#### DOCUMENT SECTION
Re: PROPOPED RESOLUTION, was Re: Quick proposal: method="get" be default on submission element


I don't have a very strong opinion on this. We could go both ways.

On one hand, if we can be compatible with HTML, sure, why not be 
compatible. And agreed, name/value pairs are here to stay. If anything 
they are likely to outlast SOAP.

On the other hand, <xforms:submission> is not the HTML <form> element, 
and you will have to learn <xforms:submission> anyway. The day we 
specify an HTML-compatible <form> element, then we can specify the 
default too. Also, I rarely see people not using the @method attribute 
in HTML forms and relying on the default. This tells me there is not 
that a strong case for compatibility or even for using a default value 
at all, especially if the default is not very intuitive. I usually 
prefer explicit to implicit.

The bottom line is that I would rather lean towards "no default", but if 
the rest of the WG leans the other way I won't object.


John Boyer wrote:
> Hmm. That's quite convincing to me, Mark.
> Does anyone object to a resolution to set the submission method default 
> to "get"?
> Please respond with objections by Friday, Oct. 12, 2007, 11:59PM in your 
> timezone.
> If no objections, it'll be resolved and done; if any objections, then 
> we'll discuss on next week's telecon.
########
> [GIVEN EXERCISE] Copy the stretch of the post on the submission method default from "I don't have" through "to outlast SOAP.", putting "key/value pairs" wherever "name/value pairs" appears.
#### LISTING
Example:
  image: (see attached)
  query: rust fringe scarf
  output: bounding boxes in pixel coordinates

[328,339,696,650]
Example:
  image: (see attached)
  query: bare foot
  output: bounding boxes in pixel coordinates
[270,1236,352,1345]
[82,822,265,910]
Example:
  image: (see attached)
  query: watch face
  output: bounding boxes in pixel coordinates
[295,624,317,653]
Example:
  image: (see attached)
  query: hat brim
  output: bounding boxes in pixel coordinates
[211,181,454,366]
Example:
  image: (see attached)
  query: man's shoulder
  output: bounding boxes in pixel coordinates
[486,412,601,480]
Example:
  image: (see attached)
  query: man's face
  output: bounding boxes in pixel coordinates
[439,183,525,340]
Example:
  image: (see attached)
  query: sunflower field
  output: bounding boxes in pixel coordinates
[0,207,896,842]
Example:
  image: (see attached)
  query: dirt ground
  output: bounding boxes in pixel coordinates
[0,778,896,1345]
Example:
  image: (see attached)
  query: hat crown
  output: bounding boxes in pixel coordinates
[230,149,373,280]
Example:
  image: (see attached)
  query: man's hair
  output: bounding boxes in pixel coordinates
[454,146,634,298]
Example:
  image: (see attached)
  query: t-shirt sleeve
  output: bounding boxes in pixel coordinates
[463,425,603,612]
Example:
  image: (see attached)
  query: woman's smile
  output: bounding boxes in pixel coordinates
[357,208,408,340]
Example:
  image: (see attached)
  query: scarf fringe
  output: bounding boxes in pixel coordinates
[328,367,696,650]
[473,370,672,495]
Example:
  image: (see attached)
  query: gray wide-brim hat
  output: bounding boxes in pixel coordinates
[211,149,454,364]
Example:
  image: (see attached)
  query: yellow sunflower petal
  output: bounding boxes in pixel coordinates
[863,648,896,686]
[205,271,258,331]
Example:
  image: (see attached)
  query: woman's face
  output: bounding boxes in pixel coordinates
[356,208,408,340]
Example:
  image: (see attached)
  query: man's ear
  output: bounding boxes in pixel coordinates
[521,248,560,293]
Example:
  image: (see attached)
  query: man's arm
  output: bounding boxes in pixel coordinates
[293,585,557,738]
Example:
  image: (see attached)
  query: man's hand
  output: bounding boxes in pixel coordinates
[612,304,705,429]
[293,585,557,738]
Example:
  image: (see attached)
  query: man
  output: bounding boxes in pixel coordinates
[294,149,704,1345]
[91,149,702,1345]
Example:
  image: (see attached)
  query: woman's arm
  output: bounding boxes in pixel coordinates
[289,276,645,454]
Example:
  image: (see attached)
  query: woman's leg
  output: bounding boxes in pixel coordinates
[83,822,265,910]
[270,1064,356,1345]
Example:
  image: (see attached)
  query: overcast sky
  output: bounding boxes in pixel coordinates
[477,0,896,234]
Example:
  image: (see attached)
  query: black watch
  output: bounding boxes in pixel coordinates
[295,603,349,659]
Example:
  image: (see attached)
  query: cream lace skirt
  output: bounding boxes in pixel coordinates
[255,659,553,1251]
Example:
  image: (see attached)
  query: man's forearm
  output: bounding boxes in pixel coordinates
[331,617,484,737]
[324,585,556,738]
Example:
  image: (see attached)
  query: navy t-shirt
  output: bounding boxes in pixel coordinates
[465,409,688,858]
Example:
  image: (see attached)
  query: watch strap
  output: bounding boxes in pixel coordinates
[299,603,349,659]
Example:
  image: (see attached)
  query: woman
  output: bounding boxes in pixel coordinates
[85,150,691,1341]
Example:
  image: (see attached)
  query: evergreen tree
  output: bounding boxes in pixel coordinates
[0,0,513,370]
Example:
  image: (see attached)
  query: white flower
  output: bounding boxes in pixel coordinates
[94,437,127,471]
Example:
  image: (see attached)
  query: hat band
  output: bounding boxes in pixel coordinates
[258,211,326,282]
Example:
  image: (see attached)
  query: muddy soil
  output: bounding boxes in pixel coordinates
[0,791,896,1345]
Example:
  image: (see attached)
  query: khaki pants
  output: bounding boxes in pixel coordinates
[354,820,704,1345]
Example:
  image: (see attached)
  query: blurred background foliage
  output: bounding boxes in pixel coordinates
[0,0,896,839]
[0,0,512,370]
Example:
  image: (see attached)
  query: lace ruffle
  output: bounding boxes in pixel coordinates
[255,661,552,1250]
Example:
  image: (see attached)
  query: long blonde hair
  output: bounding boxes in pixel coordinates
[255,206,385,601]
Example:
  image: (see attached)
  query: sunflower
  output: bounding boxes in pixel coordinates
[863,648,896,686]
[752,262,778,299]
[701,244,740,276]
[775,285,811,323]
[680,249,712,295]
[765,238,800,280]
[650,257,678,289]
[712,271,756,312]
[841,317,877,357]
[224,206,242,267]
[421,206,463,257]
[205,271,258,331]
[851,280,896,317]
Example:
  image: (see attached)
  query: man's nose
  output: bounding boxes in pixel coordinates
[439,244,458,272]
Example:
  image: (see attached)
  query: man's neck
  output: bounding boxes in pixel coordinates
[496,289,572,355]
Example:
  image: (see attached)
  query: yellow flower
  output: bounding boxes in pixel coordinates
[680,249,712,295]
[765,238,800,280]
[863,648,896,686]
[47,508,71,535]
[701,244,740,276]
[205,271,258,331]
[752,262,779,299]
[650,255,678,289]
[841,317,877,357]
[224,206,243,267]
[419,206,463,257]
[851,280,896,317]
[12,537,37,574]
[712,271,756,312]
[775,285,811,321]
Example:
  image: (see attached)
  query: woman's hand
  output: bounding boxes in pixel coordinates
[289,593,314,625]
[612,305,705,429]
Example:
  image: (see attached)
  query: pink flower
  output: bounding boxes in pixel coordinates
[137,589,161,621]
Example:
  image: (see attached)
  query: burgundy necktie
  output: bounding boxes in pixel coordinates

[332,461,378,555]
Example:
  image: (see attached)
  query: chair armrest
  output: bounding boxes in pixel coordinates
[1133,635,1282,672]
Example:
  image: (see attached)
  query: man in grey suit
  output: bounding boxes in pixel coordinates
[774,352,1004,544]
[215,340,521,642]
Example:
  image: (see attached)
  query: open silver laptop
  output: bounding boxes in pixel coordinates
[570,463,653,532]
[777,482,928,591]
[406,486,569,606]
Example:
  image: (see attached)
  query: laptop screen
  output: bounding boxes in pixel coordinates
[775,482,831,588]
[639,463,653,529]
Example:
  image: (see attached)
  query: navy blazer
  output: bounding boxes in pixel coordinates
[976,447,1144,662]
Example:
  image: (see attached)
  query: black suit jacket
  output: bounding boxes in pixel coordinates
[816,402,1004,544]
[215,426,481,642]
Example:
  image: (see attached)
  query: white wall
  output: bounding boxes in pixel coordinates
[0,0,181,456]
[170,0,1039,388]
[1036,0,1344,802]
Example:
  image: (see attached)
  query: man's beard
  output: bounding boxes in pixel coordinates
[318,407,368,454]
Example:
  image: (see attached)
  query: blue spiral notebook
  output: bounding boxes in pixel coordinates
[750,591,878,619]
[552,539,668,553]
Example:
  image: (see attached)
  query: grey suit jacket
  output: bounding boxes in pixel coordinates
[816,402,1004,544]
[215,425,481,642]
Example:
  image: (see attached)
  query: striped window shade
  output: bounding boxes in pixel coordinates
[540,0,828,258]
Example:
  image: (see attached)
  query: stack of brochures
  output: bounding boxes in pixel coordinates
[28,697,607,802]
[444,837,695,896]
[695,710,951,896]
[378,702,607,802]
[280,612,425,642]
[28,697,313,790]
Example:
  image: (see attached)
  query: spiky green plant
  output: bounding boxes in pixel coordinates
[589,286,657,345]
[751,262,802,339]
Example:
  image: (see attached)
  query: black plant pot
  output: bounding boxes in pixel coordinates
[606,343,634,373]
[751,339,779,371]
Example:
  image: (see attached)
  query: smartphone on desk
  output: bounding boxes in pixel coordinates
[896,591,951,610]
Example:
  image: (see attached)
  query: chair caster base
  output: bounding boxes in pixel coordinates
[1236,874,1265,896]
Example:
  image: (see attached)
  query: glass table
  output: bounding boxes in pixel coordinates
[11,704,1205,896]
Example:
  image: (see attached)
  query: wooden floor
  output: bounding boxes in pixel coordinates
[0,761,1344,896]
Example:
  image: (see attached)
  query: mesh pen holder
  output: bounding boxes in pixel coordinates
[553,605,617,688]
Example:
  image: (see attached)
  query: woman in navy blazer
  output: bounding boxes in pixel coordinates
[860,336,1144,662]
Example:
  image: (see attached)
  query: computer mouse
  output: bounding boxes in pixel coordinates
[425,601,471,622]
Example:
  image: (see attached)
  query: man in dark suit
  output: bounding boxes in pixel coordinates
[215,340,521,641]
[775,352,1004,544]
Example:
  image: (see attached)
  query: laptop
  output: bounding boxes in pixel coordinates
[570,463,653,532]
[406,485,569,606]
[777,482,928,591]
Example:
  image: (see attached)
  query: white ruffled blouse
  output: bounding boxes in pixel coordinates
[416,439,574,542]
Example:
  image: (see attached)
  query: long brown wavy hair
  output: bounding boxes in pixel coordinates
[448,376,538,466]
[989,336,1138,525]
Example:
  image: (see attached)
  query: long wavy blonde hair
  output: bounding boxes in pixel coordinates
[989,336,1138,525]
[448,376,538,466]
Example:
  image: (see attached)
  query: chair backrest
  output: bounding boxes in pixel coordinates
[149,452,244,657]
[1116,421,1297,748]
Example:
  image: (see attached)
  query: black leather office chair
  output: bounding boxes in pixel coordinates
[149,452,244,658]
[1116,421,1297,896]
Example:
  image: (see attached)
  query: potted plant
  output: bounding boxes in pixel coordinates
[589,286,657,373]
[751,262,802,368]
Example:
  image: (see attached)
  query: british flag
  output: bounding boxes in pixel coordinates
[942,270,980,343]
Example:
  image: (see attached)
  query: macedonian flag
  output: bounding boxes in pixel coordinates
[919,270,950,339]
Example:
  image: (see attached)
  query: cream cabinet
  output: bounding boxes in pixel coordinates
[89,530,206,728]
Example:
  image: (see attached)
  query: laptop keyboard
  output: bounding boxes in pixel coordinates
########
> [RESULT OF THE EXERCISE]
I don't have a very strong opinion on this. We could go both ways.

On one hand, if we can be compatible with HTML, sure, why not be 
compatible. And agreed, key/value pairs are here to stay. If anything 
they are likely to outlast SOAP.